-- START OF TEXT --
# Is this legal? Multiple houses



## timr_42 (Oct 14, 2001)

So, I'm going to be out of my home area for a while. Traveling back and forth. I was thinking about taking one of my tivos with me and setting it up in the location.

Since the tivo is still under my control, but not in the same location, will Tivo have a problem with this? Setup will have a different channel guide since it will not be with my other tivos(different zip code as well).

Also, can I still use tivo desktop to transfer? I was going to take my laptop and transfer movies that I already have to the relocated tivo. I know I can do that, but wanting to make sure since I will have two different tivos, in two different zip codes if I'm breaking some tivo law???


----------



## jwbelcher (Nov 13, 2007)

timr_42 said:


> So, I'm going to be out of my home area for a while. Traveling back and forth. I was thinking about taking one of my tivos with me and setting it up in the location.
> 
> Since the tivo is still under my control, but not in the same location, will Tivo have a problem with this? Setup will have a different channel guide since it will not be with my other tivos(different zip code as well).
> 
> Also, can I still use tivo desktop to transfer? I was going to take my laptop and transfer movies that I already have to the relocated tivo. I know I can do that, but wanting to make sure since I will have two different tivos, in two different zip codes if I'm breaking some tivo law???


Dunno, but I'd doubt it. If you have the iOS app, I'd be curious to hear how it handles in-home and out-of-home depending on your location once you have it setup.


----------



## eboydog (Mar 24, 2006)

Might depend on how you intend the setup the Tivo in the location you will be at, I know of people who pack a Tivo with them when they travel to watch recorded content when they are going to be a particular location for an extended time. Now to hook that Tivo up to a subscribed cable service to record including OTA might be wrong but I'm not sure even then if there is a issue as long as you are the account holder using for your own viewing purpose. With the size of the 4 tuner Roamio, such is even easier to pack in a suitcase. 

Sharing Tivo across multiple residences on a permanent basis is not permitted but what you describe doesn't appear to be such. Biggest problem is the box getting it's nightly service calls but along as you aren't gone too long, I can't see a problem there. 

I have taken my Tivo with us camping in our rv, very nice esp for the kids while on the road. Never re-run guided setup to change channel lineup as what used to watch content already recorded.

You would have to call Tivo and ask them if you are concerned about following their terms of service to the letter but really, under most situations they really can't tell were the Tivo is unless it has phone or Internet access and calls in at night.


----------



## tatergator1 (Mar 27, 2008)

Your Tivo MAK is unique to your specific Tivo.com account. It will always be the same unless you have Tivo Support mess with your main account and create additional accounts. There is nothing wrong with taking the Tivo with you from place to place.

Obviously, the two boxes won't be able to transfer amongst each other, but Tivo Desktop from your Laptop should be fine since both the laptop and the Tivo will be on the same local network. They should function individually just fine. The only other issue you might run into is after initially moving one Tivo and re-doing Guided Setup, your Season Passes might not properly update to the new channels. Otherwise, everything should be fine.


----------



## scandia101 (Oct 20, 2007)
-- END OF TEXT --
-- START OF INFORMATION SHOWN --
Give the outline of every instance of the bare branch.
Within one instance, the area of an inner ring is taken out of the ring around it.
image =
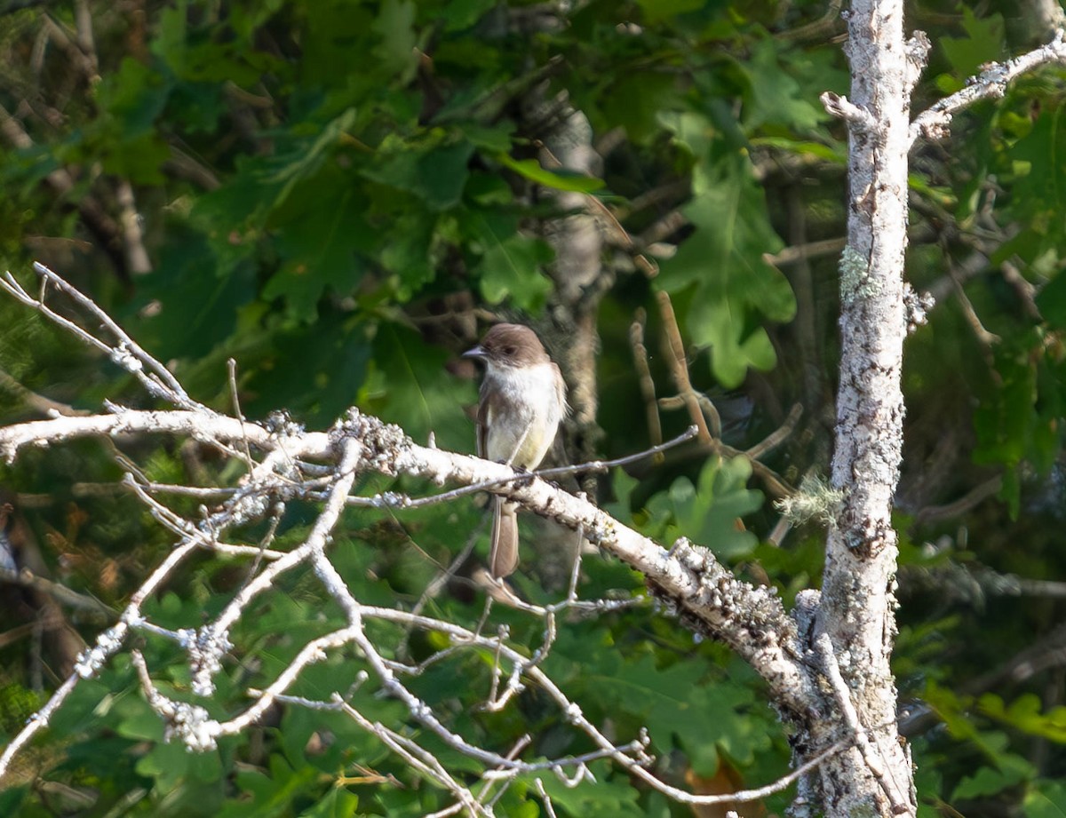
[[[981,99],[1002,97],[1006,86],[1023,73],[1046,63],[1066,62],[1066,32],[1055,32],[1054,38],[1028,54],[1005,63],[994,63],[976,77],[966,81],[966,87],[923,111],[910,124],[910,143],[920,137],[940,140],[948,135],[952,117]]]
-- END OF INFORMATION SHOWN --
▶ TASK DETAILS
Can you summarize the forum thread about taking a TiVo to another location in two sentences?

▶ SOLVED PROBLEM
A user asks whether TiVo would object to moving one of several TiVos to a different location with a different zip code and channel guide, and whether TiVo Desktop could still transfer movies to it from a laptop. Replies suggest this is likely fine: permanently sharing a TiVo across residences isn't permitted, but temporary travel doesn't appear to be that, and laptop transfers should work on the same local network, though the two boxes can't transfer between each other and Season Passes might not update after redoing Guided Setup.